*Passage given:*
— Start —

The group finally decided to call it a night and headed back to their cars, which they had parked in the US. Bank parking lot across the street and up Downey Avenue. It was common for people going to Lock & Key to park in the bank parking lot after hours.
The police were aware of this and how the parking lot often became a public urinal late at night, usually about when the bars closed, for those who decided to relieve themselves before a drive home. When there was no rain to wash away the urine, the odor bothered bank customers using the lot the following days and the bank complained to the city.
On the early morning in question, our client was returning to his car parked in the U.S. Bank parking lot to drive home. It was about 1:35 a.m. Police were keeping a close eye on our client from an area obscured from direct light, so our client did not notice the Downey Police Department car nearby and he decided to urinate by a hedge along the parking lot border.
No sooner had our client assumed the stance that is common for a male urinating than the Downey Police car made its move toward our client.
The police officer who wrote the police report claimed that he observed our client urinating and could see a steady stream of urine falling into the bushes as he drove up.
Our client, a mortician, was mortified by seeing the police car approaching and immediately stopped urinating. The police officer asked our client if he was urinating and our client, the report stated, apologized several times.
The police officer then parked his car and approached our client with a ticket pad. He asked for our client’s driver’s license and our client provided it. The officer then issued our client a ticket for violation of Downey Municipal Code § 4115 (urinating in public). The officer then had our client sign a promise to appear in the Downey Municipal Court in about three months, which our client signed, and the officer handed him the ticket and returned his driver’s license.
The following day, the client called Greg Hill & Associates. The client first explained what had happened and then how he was concerned primarily that the matter was a misdemeanor and a conviction for a misdemeanor might affect his employment. He wanted the ticket dismissed. He was worried he would lose his job.
Greg responded by explaining how such tickets are handled in the Downey Superior Court and how the Downey City Attorney handled such cases, not the District Attorney (which was under orders from Los Angeles District Attorney George Gascon not to even file such cases).
Greg further explained how the prosecutor commonly would reclassify the charge as an infraction and agree to resolve the case for a $100 fine, plus penalties and assessments (total of about $550).

— End —

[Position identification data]
— Start —

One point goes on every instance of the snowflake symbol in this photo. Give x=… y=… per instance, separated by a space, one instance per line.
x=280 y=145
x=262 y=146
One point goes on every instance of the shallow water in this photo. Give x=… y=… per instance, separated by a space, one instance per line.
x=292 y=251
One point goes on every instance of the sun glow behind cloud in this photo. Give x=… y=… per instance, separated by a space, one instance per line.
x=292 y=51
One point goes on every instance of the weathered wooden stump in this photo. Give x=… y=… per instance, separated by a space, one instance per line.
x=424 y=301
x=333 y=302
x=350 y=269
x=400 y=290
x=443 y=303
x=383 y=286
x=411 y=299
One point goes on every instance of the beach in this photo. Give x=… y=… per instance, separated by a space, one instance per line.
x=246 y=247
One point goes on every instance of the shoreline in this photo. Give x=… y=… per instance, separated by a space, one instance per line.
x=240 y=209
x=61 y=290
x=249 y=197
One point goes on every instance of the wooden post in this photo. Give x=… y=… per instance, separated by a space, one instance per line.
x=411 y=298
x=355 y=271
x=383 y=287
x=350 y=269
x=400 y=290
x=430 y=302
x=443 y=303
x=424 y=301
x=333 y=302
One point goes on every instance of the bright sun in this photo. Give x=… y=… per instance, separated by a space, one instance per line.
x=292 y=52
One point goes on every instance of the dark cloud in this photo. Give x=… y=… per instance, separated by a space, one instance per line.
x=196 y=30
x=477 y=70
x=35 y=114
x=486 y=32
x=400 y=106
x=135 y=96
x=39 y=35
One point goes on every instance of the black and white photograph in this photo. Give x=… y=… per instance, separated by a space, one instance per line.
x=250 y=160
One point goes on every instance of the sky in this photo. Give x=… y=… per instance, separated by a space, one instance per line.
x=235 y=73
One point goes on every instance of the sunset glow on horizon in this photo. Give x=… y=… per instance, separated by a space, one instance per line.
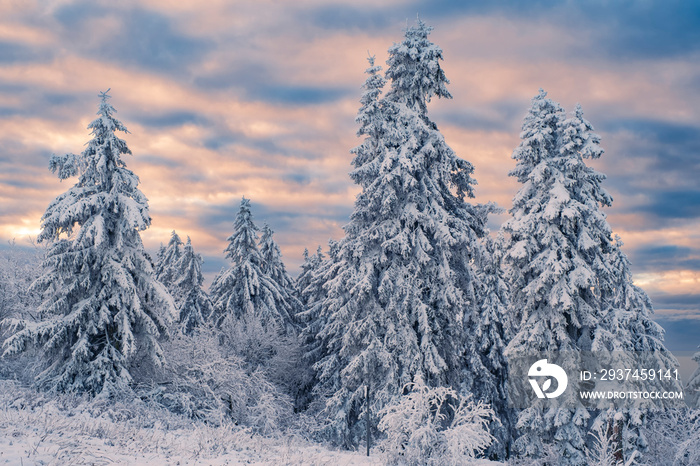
x=258 y=99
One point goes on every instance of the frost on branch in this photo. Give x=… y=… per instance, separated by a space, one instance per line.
x=102 y=310
x=435 y=426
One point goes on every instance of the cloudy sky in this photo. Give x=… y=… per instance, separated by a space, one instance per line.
x=258 y=98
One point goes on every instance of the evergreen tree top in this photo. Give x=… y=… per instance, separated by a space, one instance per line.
x=243 y=242
x=105 y=186
x=414 y=69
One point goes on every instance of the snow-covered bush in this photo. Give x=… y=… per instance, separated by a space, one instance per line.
x=604 y=450
x=267 y=349
x=435 y=426
x=203 y=380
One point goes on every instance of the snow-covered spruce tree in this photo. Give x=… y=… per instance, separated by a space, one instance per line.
x=168 y=256
x=244 y=289
x=193 y=303
x=567 y=277
x=274 y=268
x=489 y=330
x=627 y=331
x=557 y=242
x=103 y=308
x=272 y=263
x=309 y=268
x=394 y=312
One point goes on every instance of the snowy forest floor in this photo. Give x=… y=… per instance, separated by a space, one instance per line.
x=36 y=429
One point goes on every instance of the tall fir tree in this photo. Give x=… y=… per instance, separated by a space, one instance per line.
x=194 y=305
x=272 y=263
x=394 y=311
x=103 y=308
x=555 y=234
x=309 y=268
x=568 y=280
x=273 y=267
x=245 y=289
x=489 y=330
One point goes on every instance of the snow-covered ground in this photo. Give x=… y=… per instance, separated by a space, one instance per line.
x=40 y=430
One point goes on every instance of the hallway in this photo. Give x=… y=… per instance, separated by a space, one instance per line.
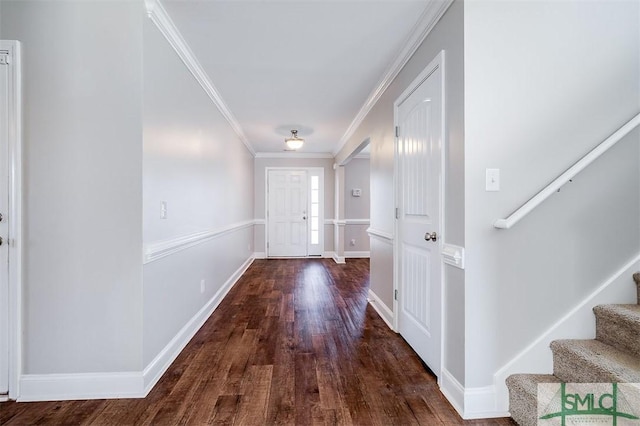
x=294 y=342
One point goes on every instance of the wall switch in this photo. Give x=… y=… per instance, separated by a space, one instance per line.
x=492 y=180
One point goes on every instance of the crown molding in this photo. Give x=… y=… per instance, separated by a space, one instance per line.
x=162 y=20
x=426 y=22
x=288 y=154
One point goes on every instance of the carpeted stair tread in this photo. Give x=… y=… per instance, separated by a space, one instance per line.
x=523 y=392
x=591 y=361
x=619 y=326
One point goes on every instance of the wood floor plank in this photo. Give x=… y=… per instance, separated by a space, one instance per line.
x=294 y=342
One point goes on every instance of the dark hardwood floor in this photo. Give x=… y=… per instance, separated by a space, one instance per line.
x=293 y=343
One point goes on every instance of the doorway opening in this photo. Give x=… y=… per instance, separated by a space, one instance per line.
x=420 y=122
x=295 y=212
x=10 y=219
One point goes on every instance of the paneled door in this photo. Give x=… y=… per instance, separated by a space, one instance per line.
x=8 y=90
x=287 y=213
x=419 y=121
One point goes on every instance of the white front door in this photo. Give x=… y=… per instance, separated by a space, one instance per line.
x=287 y=213
x=419 y=118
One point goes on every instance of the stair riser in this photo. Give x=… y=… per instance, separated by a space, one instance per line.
x=572 y=369
x=624 y=336
x=523 y=408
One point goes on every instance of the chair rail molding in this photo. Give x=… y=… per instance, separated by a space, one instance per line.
x=380 y=235
x=158 y=250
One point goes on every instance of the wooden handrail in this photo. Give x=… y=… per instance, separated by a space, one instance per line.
x=569 y=174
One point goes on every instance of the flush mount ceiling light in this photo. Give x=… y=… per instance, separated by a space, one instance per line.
x=294 y=142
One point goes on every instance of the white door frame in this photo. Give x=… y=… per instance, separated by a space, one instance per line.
x=14 y=213
x=437 y=62
x=310 y=172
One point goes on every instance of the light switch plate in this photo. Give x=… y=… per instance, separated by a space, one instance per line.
x=492 y=180
x=163 y=209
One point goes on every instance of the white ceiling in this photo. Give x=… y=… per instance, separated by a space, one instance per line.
x=308 y=65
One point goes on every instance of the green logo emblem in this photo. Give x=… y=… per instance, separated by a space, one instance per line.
x=562 y=404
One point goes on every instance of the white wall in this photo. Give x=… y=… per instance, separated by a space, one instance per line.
x=260 y=166
x=356 y=209
x=82 y=183
x=545 y=82
x=379 y=127
x=196 y=164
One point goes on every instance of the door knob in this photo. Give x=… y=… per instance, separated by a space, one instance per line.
x=430 y=236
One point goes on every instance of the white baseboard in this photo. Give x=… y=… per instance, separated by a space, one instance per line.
x=452 y=390
x=381 y=308
x=60 y=387
x=480 y=403
x=578 y=323
x=357 y=254
x=134 y=384
x=156 y=368
x=470 y=403
x=333 y=255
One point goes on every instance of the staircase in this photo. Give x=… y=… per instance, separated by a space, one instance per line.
x=614 y=356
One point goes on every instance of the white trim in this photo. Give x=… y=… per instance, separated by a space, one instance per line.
x=381 y=308
x=156 y=368
x=297 y=155
x=453 y=255
x=480 y=403
x=310 y=171
x=578 y=323
x=332 y=255
x=357 y=221
x=162 y=20
x=569 y=174
x=438 y=62
x=470 y=403
x=59 y=387
x=380 y=235
x=14 y=214
x=419 y=33
x=158 y=250
x=357 y=254
x=452 y=390
x=134 y=384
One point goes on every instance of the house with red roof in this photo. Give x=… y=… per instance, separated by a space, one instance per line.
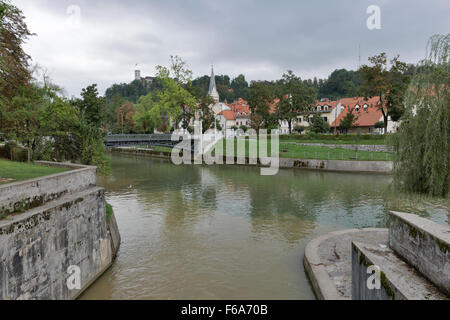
x=367 y=114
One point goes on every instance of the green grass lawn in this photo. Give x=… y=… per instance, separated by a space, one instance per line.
x=288 y=150
x=369 y=142
x=11 y=171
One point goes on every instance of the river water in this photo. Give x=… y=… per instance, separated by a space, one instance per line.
x=225 y=232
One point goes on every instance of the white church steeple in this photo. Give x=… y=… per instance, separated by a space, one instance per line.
x=212 y=86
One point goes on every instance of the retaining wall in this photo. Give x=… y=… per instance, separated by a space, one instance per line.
x=423 y=244
x=327 y=165
x=69 y=229
x=23 y=195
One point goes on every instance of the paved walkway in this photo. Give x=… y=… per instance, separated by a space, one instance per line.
x=328 y=261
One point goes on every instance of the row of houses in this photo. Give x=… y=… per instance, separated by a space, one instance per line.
x=366 y=112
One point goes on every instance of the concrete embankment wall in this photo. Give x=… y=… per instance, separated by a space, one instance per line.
x=423 y=244
x=415 y=266
x=327 y=165
x=354 y=147
x=62 y=224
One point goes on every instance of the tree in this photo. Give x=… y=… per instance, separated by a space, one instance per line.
x=20 y=115
x=295 y=98
x=261 y=102
x=388 y=85
x=14 y=62
x=348 y=122
x=206 y=114
x=111 y=112
x=92 y=106
x=244 y=128
x=422 y=143
x=142 y=119
x=172 y=100
x=124 y=116
x=319 y=125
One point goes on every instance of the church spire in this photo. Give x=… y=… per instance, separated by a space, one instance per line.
x=212 y=86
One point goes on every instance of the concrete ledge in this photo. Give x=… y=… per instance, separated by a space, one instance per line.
x=23 y=195
x=384 y=167
x=424 y=244
x=398 y=280
x=38 y=246
x=327 y=261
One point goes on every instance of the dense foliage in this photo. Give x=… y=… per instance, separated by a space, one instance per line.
x=34 y=116
x=423 y=140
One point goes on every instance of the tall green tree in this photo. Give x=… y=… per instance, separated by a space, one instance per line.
x=14 y=62
x=295 y=98
x=318 y=124
x=387 y=83
x=348 y=122
x=92 y=106
x=422 y=143
x=172 y=100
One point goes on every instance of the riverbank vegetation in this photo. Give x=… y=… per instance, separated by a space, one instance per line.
x=290 y=150
x=422 y=144
x=34 y=115
x=11 y=171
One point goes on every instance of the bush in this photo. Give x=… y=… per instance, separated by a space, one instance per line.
x=331 y=137
x=14 y=152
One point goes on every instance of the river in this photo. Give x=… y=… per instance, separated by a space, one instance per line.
x=225 y=232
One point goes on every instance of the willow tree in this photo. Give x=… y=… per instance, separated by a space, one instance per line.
x=422 y=143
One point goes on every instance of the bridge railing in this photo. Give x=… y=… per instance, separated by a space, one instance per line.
x=137 y=137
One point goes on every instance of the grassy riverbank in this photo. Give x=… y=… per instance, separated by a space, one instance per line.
x=11 y=171
x=290 y=150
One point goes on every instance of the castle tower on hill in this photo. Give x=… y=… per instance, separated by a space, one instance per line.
x=212 y=87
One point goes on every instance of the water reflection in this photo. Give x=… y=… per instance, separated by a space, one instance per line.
x=225 y=232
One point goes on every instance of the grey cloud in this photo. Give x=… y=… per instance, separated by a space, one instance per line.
x=259 y=38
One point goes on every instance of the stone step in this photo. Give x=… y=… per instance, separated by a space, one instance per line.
x=397 y=279
x=21 y=196
x=424 y=244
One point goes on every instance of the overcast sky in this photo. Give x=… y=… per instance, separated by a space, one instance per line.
x=258 y=38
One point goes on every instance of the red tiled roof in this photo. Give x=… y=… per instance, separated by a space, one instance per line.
x=228 y=114
x=367 y=117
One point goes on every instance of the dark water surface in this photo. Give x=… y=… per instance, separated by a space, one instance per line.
x=225 y=232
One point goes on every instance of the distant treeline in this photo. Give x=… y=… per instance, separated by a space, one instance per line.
x=341 y=83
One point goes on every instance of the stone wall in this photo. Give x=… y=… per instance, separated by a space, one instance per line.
x=70 y=229
x=423 y=244
x=355 y=147
x=287 y=163
x=23 y=195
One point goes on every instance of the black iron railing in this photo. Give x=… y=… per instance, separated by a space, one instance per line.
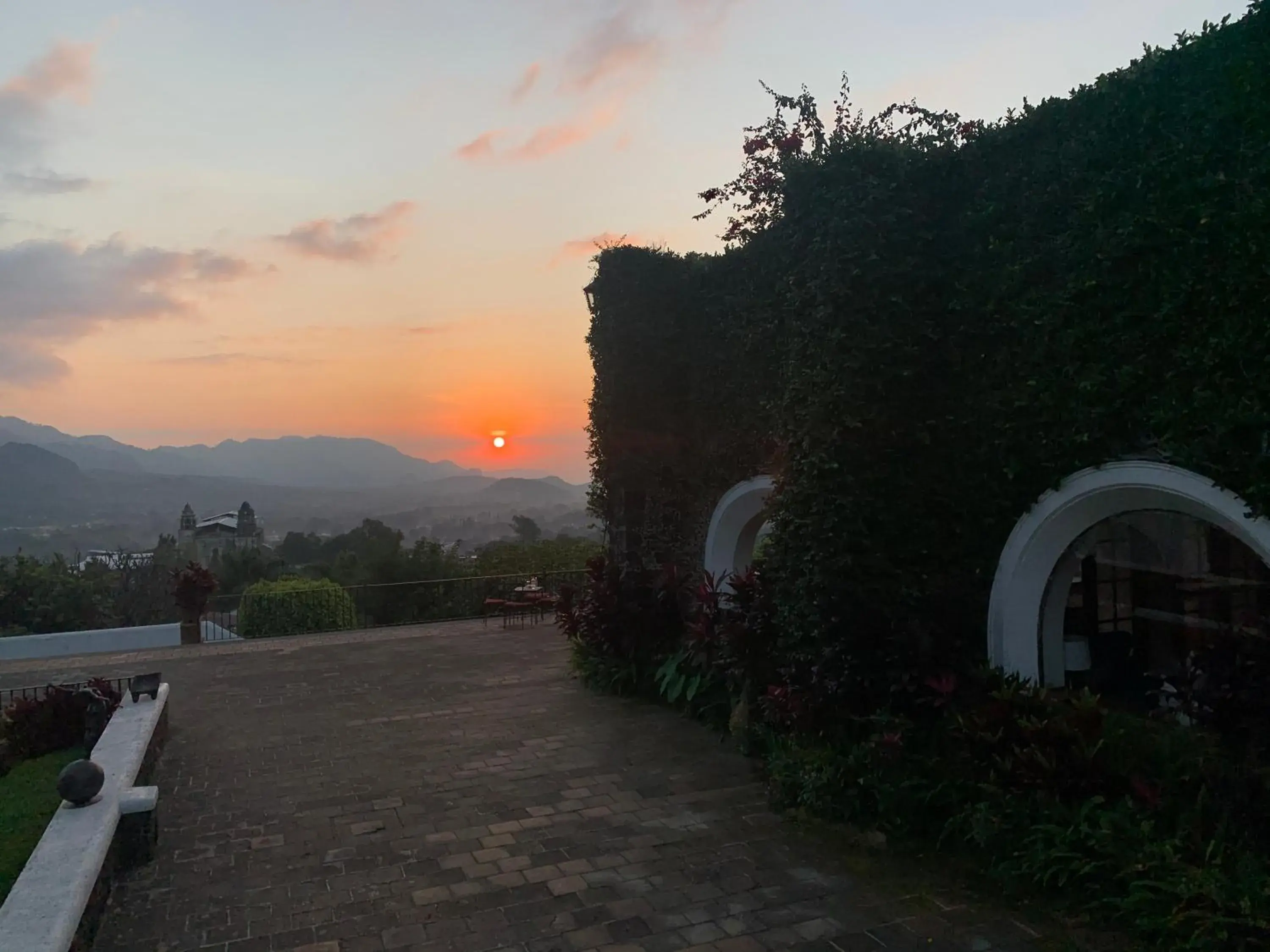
x=33 y=693
x=319 y=610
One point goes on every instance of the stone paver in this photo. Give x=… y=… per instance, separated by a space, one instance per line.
x=449 y=787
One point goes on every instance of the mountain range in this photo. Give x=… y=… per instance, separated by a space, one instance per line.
x=98 y=489
x=332 y=462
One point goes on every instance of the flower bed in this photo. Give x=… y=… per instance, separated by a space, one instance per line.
x=1141 y=824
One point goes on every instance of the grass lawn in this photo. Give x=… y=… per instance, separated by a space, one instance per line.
x=28 y=800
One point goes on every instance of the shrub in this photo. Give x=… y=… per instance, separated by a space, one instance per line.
x=39 y=726
x=1145 y=824
x=621 y=622
x=295 y=607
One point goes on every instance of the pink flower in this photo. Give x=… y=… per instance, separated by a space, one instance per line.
x=944 y=686
x=1146 y=792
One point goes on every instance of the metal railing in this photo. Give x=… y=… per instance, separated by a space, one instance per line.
x=36 y=692
x=320 y=610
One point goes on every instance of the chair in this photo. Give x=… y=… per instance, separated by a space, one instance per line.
x=516 y=610
x=491 y=606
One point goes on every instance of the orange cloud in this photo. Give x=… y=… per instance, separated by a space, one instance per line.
x=549 y=140
x=64 y=70
x=613 y=49
x=360 y=238
x=480 y=148
x=54 y=294
x=529 y=80
x=544 y=141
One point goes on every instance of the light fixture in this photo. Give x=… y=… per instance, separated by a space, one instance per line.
x=1076 y=654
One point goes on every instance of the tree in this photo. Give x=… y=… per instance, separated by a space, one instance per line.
x=526 y=530
x=239 y=569
x=300 y=549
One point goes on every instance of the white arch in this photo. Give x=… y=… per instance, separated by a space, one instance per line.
x=1030 y=588
x=734 y=526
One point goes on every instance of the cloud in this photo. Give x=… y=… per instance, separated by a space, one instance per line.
x=54 y=292
x=221 y=360
x=616 y=56
x=529 y=79
x=543 y=141
x=480 y=148
x=548 y=140
x=611 y=49
x=587 y=248
x=65 y=72
x=46 y=183
x=360 y=238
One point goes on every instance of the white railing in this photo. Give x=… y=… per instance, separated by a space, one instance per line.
x=46 y=904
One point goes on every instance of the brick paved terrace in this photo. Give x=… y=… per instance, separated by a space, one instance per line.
x=449 y=787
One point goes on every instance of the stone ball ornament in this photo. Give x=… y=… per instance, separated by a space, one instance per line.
x=80 y=781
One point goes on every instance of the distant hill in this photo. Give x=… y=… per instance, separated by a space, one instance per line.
x=524 y=492
x=331 y=462
x=39 y=487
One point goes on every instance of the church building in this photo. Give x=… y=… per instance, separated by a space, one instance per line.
x=205 y=540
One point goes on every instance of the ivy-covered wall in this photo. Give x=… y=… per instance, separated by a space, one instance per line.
x=934 y=333
x=681 y=410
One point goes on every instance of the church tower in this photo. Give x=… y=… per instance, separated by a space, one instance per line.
x=247 y=526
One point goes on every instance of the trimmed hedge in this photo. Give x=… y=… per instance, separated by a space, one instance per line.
x=939 y=328
x=294 y=607
x=919 y=330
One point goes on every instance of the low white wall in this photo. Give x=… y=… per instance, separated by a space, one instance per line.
x=91 y=643
x=47 y=902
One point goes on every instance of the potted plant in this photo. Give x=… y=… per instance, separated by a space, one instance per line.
x=191 y=588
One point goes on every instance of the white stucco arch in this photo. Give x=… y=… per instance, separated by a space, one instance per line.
x=734 y=526
x=1030 y=588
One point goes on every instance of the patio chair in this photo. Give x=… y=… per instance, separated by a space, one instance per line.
x=492 y=606
x=516 y=611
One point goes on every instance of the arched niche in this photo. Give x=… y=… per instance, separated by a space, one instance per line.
x=1037 y=567
x=736 y=526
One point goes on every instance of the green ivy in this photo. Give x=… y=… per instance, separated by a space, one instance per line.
x=945 y=320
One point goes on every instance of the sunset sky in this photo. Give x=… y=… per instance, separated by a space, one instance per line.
x=265 y=217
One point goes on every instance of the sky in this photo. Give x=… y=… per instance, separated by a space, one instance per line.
x=239 y=219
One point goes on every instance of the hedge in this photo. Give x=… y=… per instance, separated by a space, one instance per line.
x=939 y=328
x=294 y=607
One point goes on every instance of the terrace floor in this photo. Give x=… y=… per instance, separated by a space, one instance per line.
x=449 y=787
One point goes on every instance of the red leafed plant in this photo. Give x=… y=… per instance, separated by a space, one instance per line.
x=55 y=721
x=191 y=588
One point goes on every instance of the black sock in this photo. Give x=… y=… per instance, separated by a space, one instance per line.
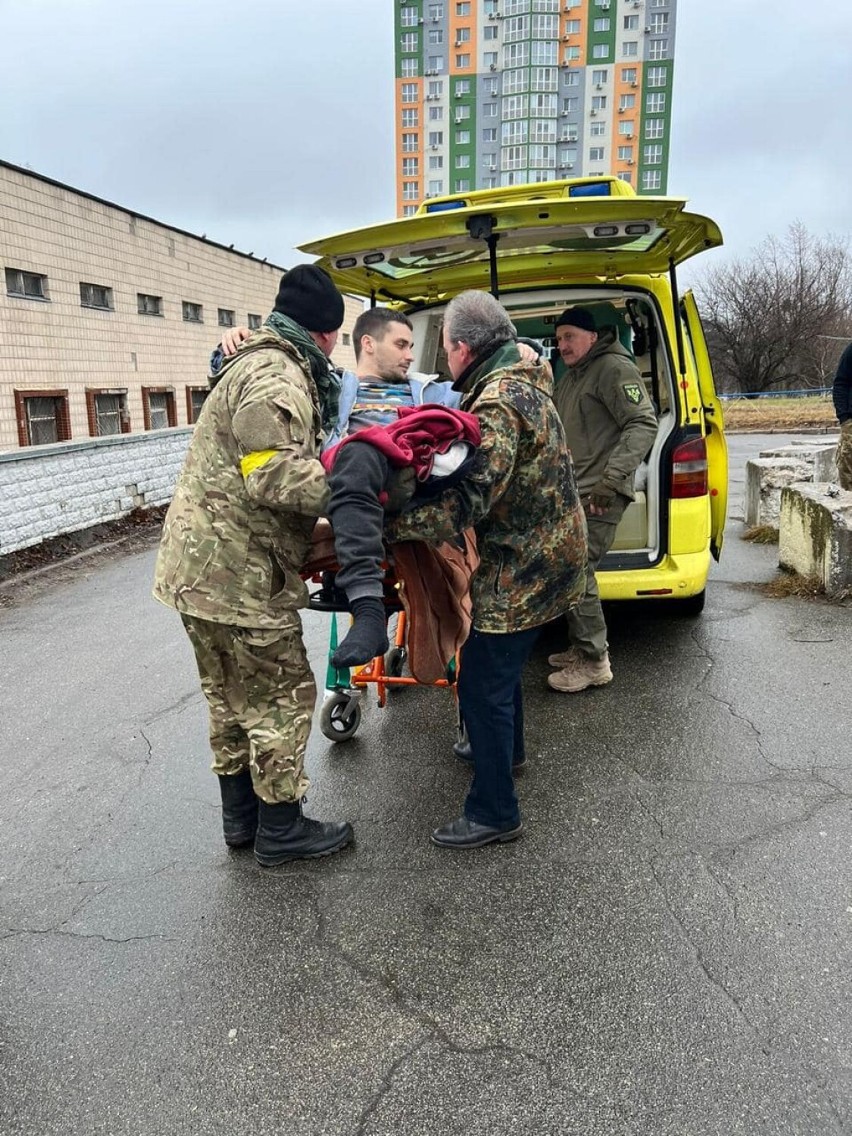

— End —

*Things to do:*
[A] In the account of the Downey public urination ticket, what was the client's occupation?
[B] Continue the account of the Downey public urination ticket from the point where it stops.

*Answers for this exercise:*
[A] He was a mortician.

[B]
Greg further explained that as of January 1, 2021, there was a new judicial diversion law which permitted a judge to suspend proceedings in most misdemeanor cases (exceptions being for domestic violence, stalking, DUI and any misdemeanor which required registration under Penal Code § 290 as a sex offender upon conviction).
Greg explained that the judge would dismiss the case after the defendant fulfilled certain conditions of diversion, which for a public urination case often would require a small amount of community service, attendance at Alcoholics Anonymous (AA) meetings if alcohol was a factor, and staying away from the location for a few months, although diversion could last up to two years.
Greg told the client that he would request judicial diversion for the client to have the case dismissed, but that for the judge to order the client to easy terms of diversion (including perhaps no community service), Greg recommended that the client attend at least ten AA meetings prior to the arraignment and to give Greg proof of doing so.
The client then retained Greg Hill & Associates and agreed on the general plan. He then attended ten AA meetings prior to the arraignment and gave Greg documentation of having done so. Greg then appeared for the client at the arraignment at the Downey Superior Court.
Greg discussed the case with the Downey City Prosecutor and explained he would request judicial diversion. The Downey City Prosecutor, in response to this and seeing that our client had attended ten AA meetings, agreed to simply dismiss the case in six months if our client stayed out of trouble and stayed one hundred yards away from the U.S. Bank, except for driving by the bank and not stopping. This would not be too difficult for our client, as he had no prior criminal history and did not live in the Downey area.
Greg accepted this offer without needing to request judicial diversion from the judge. The client was extremely happy he had attended the ten AA meetings, leading to making this resolution possible.